Instructions for the task:
Convert all the lines below into a two-column CSV with the headers input and output. Give one row for each line that begins with "Exercise.", putting that line's text under input and the lines that follow it under output, with each field in quotes and line breaks replaced by spaces.

* start *

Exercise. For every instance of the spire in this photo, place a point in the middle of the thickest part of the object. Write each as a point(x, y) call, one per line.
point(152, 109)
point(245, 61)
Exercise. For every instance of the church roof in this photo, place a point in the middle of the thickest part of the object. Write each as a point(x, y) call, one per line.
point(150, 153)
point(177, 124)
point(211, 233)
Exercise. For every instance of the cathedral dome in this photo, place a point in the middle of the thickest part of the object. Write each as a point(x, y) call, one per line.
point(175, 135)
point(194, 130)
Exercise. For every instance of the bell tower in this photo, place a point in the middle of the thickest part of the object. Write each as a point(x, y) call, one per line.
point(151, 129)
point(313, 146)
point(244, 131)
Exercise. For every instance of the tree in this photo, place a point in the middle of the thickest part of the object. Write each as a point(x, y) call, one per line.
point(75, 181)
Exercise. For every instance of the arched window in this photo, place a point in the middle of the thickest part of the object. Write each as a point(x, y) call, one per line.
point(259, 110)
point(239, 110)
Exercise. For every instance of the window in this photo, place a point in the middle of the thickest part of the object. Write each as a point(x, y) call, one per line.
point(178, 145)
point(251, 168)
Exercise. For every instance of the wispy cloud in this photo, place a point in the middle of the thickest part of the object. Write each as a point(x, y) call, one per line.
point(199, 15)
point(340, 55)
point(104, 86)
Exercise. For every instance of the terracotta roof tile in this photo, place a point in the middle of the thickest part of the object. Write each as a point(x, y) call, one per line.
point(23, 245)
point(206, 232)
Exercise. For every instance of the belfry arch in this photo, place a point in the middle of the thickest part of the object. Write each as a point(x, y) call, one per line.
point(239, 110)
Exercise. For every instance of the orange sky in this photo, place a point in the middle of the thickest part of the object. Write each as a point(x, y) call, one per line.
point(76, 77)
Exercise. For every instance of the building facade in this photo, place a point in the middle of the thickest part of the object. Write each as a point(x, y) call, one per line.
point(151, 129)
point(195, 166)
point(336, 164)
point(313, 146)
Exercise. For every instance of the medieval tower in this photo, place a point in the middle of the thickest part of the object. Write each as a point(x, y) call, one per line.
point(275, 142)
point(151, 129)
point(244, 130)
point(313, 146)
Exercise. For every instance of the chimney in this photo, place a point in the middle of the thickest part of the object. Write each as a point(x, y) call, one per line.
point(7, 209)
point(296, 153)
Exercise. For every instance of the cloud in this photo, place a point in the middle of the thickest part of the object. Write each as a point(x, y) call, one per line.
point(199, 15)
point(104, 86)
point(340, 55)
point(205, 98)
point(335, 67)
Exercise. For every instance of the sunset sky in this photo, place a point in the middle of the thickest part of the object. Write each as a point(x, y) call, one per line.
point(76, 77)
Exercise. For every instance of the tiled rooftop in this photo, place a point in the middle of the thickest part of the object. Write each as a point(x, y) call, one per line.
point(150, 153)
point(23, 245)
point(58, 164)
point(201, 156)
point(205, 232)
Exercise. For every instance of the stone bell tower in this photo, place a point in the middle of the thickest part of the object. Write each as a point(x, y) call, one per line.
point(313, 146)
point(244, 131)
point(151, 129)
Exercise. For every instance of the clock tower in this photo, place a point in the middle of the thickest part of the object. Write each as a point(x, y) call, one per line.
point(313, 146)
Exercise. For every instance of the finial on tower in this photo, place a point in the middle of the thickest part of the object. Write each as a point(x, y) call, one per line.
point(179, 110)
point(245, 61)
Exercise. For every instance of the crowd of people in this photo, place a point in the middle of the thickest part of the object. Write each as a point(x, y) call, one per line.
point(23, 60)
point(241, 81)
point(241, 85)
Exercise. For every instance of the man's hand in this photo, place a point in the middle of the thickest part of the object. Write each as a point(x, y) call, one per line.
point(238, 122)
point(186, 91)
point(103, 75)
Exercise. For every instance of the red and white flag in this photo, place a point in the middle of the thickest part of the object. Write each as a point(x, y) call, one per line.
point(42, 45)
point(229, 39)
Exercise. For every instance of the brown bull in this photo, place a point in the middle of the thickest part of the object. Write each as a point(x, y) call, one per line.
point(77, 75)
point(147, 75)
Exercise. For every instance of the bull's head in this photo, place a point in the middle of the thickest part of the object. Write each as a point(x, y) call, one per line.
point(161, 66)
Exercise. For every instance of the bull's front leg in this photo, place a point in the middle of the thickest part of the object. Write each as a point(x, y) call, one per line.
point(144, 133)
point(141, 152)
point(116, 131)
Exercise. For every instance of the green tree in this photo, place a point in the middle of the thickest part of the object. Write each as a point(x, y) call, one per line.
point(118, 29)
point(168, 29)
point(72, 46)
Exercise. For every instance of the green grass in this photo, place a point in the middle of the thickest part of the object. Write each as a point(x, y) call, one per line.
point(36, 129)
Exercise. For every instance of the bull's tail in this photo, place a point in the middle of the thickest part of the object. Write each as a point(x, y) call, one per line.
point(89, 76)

* end *

Response below:
input,output
"Exercise. For every instance of the spire in this photo, place a point in the middle of the thickest part of the object. Write each as a point(x, y) call, one per line.","point(152, 109) point(245, 61)"
"Exercise. For every instance of the church roof in this photo, place a point in the middle of the thickest part of the object. Write each as a point(x, y) call, one per line.","point(150, 153) point(177, 124) point(211, 233)"
"Exercise. For every instance of the cathedral dome in this photo, place a point in the middle of the thickest part of the object. Write each as a point(x, y) call, one per line.","point(175, 135) point(194, 130)"
"Exercise. For every instance of the bell tower in this photo, place a point in the middle of the thickest part of the object. Write each as a point(x, y) call, one per line.","point(151, 129) point(313, 146) point(244, 131)"
"Exercise. For every instance of the tree in this photo, place a point in the middle of the thickest part of the object. Write each as a point(x, y) call, one per line.","point(75, 181)"
"Exercise. For every instance of the arched window in this photo, place a point in the middle of the thickest part of the object. Write each as a point(x, y) call, one per line.","point(259, 110) point(239, 110)"
"Exercise. For every instance of the window in this photo, place a point in the middle of the thickest part of the object. Write each as a point(x, y) call, one per line.","point(178, 145) point(251, 168)"
"Exercise. For every instance of the wispy cloud in this photo, place a point in the middle of the thickest part of the object. Write each as a point(x, y) call, one per line.","point(199, 15) point(340, 55) point(104, 86)"
"Exercise. For every instance of the terracotta roof tile in this photo, place a point in the middle of the thickest part of the object. Write each as a point(x, y) call, one per line.","point(23, 245) point(206, 232)"
"Exercise. For every instance of the belfry arch in this photo, place a point in the middle of the thickest part of the object. Write each as a point(x, y) call, one per line.","point(239, 110)"
"Exercise. For every instance of the orange sky in this photo, place a point in the middle of the thickest part of the object. Write each as a point(x, y) call, one per line.","point(76, 77)"
"Exercise. For every instance of the building facade in this photo, place a point in the middle of the thickest part of the object. Write each as a point(x, y) call, one per line.","point(151, 129) point(195, 166) point(336, 164) point(313, 146)"
"Exercise. For every instance of the medieval tower in this photo, place a point in the middle of the thickest part of the object. Write each as a point(x, y) call, one per line.","point(275, 142) point(151, 129) point(244, 130) point(313, 146)"
"Exercise. For every instance of the chimney in this photo, place a point in the middle of the thickest part of the object. Write each as a point(x, y) call, one per line.","point(7, 209) point(296, 153)"
"Exercise. For every instance of the cloud in this photo, place a point in the middle of the thickest part of the object. Write each as a point(x, y) call, one per line.","point(199, 15) point(104, 86) point(340, 55) point(205, 98) point(335, 67)"
"Exercise. For every instance of the sunset sky in this photo, place a point in the middle of the thickest part of the object. Write each as a point(x, y) call, one per line.","point(76, 77)"
"Exercise. For every instance of the tiled rooftop in this photo, place a point in the middle of the thickest part of the object. Write each as a point(x, y) call, one per line.","point(150, 153) point(23, 245) point(58, 164) point(201, 156) point(205, 232)"
"Exercise. For every instance of the stone bell tower in this photo, place a point in the middle of the thickest part of the object. Write each as a point(x, y) call, one per line.","point(313, 146) point(244, 131) point(151, 129)"
"Exercise. For every instance of the clock tower in this photo, place a point in the middle of the thickest part of the object. Write each as a point(x, y) call, one per line.","point(313, 146)"
"Exercise. For every instance of the finial on tower in this photo, place a point in the middle of the thickest part of the object. Write each as a point(x, y) call, one per line.","point(179, 110) point(245, 61)"
"Exercise. For every instance of the crowd of people in this photo, place a point in the middle of the thickest part of the object. Write each as a point(x, y) call, one per line.","point(23, 60) point(241, 81) point(241, 85)"
"Exercise. For every instance of the man's hand in this photo, place a point in the middle of the thickest part of the object. Write each as a point(x, y) call, one per line.","point(238, 122) point(186, 91) point(103, 75)"
"Exercise. For every instance of the red and white flag in this photo, place a point in the middle of the thickest part of the object. Write each as a point(x, y) call, one per line.","point(42, 45) point(229, 39)"
"Exercise. For every instance of the brown bull in this photo, place a point in the middle of the thickest part of the object. Write each as a point(x, y) call, one per line.","point(77, 75) point(147, 75)"
"Exercise. For every instance of the bull's head in this photo, place a point in the middle of the thickest part of the object. Write each as a point(x, y) call, one per line.","point(161, 66)"
"Exercise. For every instance of the bull's front leg in this photo, place a point in the middle of the thickest part of the object. Write each as a point(x, y) call, one per line.","point(144, 133) point(141, 152) point(116, 131)"
"Exercise. For every instance of the green tree in this photo, place a point in the middle of the thickest part of the object. Write each as a point(x, y) call, one per line.","point(118, 29) point(168, 29) point(72, 46)"
"Exercise. For every instance of the green grass in this photo, place a point in the middle of the thickest part of the object. Write each as a point(x, y) call, one per line.","point(36, 129)"
"Exercise. For every instance of the bull's tail in this photo, place a point in the middle of the thickest part of the object. Write each as a point(x, y) call, one per line.","point(89, 76)"